Problem to work on: Among the records below, find the lines with the word "rope" and copy them.

Material to process:
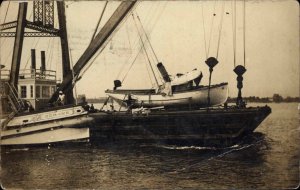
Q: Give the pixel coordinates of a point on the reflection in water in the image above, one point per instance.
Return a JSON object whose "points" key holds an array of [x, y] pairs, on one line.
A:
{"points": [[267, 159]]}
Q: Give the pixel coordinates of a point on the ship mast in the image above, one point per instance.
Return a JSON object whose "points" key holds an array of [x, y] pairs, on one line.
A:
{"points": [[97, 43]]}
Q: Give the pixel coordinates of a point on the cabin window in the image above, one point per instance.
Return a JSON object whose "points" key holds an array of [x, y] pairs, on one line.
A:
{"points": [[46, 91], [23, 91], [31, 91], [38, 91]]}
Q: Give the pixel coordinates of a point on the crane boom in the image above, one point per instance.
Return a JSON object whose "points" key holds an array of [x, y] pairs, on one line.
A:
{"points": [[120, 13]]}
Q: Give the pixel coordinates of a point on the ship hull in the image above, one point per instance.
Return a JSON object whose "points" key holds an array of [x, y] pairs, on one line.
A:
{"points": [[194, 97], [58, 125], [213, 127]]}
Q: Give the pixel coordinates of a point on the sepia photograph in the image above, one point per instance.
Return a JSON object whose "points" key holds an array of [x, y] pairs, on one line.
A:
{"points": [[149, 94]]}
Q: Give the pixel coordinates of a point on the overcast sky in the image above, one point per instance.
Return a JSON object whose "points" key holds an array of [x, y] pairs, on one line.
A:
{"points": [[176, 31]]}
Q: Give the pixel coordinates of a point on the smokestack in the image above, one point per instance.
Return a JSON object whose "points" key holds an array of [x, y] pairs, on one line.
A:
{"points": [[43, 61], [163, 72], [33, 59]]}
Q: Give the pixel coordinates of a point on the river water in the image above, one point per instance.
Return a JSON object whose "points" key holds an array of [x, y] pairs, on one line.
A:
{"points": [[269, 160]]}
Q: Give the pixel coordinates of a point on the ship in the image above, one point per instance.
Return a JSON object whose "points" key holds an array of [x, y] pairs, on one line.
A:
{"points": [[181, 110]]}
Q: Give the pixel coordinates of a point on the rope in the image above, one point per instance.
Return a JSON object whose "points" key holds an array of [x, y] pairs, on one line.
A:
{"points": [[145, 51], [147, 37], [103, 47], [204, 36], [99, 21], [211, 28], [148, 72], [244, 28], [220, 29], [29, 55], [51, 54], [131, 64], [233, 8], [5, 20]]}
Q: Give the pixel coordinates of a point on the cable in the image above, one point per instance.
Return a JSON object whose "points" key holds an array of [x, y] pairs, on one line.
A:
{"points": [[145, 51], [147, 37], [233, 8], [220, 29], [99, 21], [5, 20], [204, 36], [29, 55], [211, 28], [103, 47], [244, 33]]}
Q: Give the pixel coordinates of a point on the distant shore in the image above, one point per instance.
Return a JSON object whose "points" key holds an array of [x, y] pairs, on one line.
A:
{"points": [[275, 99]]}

...

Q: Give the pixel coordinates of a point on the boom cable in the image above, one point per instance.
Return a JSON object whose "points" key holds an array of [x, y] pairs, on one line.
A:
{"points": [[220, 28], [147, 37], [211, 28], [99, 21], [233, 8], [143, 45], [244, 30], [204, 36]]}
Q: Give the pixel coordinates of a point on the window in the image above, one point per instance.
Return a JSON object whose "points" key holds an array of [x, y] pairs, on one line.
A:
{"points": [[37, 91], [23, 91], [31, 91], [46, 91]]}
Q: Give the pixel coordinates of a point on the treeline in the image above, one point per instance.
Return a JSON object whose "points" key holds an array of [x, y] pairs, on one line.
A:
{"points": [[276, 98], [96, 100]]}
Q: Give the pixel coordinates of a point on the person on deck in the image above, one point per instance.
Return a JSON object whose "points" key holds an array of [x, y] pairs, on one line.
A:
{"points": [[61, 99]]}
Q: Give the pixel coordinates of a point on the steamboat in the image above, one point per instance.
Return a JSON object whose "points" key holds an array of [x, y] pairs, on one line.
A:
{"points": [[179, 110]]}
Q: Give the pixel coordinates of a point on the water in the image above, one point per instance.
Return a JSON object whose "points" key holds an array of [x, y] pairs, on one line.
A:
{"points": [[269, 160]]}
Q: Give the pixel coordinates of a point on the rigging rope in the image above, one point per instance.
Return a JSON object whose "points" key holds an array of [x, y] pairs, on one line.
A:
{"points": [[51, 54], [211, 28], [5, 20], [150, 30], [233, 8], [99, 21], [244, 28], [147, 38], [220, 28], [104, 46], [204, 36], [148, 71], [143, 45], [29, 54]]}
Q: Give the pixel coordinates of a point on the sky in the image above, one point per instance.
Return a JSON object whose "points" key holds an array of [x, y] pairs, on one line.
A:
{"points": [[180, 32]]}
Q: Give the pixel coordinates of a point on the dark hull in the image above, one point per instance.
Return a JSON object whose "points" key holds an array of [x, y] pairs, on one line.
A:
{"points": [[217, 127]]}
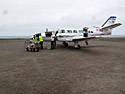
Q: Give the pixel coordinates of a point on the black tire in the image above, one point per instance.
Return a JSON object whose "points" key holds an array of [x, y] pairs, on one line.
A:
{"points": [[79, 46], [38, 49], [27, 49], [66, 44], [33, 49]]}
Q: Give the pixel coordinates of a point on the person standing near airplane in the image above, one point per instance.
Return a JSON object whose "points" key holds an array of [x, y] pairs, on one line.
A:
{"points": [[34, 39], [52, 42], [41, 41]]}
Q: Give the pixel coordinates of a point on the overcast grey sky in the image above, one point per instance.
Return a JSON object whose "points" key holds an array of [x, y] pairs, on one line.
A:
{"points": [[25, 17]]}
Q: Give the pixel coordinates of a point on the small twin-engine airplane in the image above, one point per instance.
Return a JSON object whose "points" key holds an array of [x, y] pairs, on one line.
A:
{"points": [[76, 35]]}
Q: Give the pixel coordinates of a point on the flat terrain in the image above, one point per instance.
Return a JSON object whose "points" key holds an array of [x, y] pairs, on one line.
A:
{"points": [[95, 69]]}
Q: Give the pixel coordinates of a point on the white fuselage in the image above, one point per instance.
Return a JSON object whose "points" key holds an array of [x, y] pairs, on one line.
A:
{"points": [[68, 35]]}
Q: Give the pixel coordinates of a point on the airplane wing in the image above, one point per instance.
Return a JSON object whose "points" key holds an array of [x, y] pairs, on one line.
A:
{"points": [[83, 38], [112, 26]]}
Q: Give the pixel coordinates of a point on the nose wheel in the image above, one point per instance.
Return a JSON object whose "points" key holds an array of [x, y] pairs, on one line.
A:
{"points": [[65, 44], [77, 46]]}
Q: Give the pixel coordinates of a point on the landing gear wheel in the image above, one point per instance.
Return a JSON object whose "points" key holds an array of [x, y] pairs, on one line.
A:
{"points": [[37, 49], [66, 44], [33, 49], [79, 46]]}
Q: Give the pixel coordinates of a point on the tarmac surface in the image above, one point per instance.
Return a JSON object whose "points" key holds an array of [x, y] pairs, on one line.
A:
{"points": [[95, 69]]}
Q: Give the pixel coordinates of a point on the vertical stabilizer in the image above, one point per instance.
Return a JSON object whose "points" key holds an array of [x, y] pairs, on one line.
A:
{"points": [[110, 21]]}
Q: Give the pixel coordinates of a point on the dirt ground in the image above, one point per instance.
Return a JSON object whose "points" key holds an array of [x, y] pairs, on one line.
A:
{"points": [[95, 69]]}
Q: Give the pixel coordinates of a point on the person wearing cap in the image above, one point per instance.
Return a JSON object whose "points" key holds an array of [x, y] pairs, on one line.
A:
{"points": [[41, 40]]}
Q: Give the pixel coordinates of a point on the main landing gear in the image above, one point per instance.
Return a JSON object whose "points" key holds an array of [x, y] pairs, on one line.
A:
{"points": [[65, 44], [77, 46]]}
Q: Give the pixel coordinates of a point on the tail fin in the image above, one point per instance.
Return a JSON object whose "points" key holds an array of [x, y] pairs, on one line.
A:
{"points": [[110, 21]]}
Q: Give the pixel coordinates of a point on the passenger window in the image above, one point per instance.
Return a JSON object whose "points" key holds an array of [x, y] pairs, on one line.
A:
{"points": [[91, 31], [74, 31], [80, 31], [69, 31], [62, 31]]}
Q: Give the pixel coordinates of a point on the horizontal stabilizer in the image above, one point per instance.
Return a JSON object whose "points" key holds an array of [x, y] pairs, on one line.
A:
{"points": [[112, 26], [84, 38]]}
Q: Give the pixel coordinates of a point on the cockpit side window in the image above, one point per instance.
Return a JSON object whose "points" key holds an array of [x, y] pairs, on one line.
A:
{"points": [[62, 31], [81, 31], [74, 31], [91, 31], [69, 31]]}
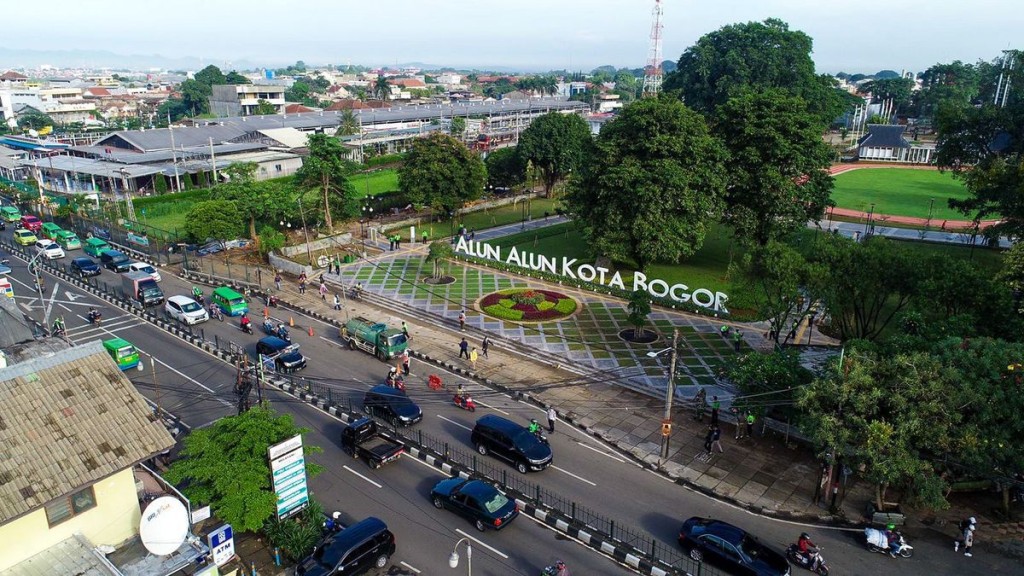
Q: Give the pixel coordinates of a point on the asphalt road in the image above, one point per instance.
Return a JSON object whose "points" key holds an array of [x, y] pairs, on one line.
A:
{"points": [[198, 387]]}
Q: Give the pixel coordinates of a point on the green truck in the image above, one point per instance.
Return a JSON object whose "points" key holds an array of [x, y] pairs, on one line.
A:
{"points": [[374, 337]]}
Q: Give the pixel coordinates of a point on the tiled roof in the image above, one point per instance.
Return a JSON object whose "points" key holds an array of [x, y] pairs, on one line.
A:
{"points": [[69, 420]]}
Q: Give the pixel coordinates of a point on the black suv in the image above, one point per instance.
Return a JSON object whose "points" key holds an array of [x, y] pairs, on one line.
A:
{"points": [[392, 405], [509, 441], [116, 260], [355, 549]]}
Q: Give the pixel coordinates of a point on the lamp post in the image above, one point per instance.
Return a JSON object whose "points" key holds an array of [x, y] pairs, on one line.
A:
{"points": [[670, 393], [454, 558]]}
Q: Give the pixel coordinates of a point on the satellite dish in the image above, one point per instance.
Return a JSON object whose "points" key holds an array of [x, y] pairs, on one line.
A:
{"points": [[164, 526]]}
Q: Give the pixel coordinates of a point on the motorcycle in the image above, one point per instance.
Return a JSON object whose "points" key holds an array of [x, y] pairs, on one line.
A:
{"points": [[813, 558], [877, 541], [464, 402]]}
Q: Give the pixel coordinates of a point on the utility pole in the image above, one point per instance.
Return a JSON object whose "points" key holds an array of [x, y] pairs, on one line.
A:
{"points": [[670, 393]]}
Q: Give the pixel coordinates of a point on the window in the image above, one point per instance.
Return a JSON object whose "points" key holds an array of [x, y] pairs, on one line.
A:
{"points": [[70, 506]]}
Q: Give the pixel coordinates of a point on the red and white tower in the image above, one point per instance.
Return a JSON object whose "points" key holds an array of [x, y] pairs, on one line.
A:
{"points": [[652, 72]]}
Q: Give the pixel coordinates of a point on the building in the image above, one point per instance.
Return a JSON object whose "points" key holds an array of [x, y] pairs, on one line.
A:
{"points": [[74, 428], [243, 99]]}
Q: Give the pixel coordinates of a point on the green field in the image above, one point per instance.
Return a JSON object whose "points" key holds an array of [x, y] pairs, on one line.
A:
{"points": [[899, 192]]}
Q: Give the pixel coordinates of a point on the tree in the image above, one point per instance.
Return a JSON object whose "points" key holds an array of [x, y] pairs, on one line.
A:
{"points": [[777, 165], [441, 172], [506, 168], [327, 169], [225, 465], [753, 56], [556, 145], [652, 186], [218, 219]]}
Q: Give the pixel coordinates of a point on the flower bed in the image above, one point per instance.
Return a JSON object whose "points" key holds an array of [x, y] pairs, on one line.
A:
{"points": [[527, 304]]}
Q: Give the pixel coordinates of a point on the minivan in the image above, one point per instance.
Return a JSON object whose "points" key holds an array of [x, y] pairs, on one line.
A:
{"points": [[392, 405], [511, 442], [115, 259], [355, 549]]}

Response area:
Q: Give the pixel coordinates of a point on the rope in the image above, one point per instance.
Q: Give the pixel coordinates of a point on the rigging rope in the image above, one point per instance.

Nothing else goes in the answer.